+++ Material

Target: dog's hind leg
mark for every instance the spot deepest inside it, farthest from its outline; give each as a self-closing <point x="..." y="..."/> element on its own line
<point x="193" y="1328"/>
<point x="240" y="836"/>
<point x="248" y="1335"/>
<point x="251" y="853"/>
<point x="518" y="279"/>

++++++

■ **What this task involves**
Filter the data above, keeping only the lines that contain the string "point".

■ **Solution**
mark for every instance the spot deepest inside it, farthest from its outline; give each as a self-closing <point x="..." y="..."/> element on its own line
<point x="193" y="1328"/>
<point x="240" y="836"/>
<point x="248" y="1335"/>
<point x="251" y="853"/>
<point x="518" y="279"/>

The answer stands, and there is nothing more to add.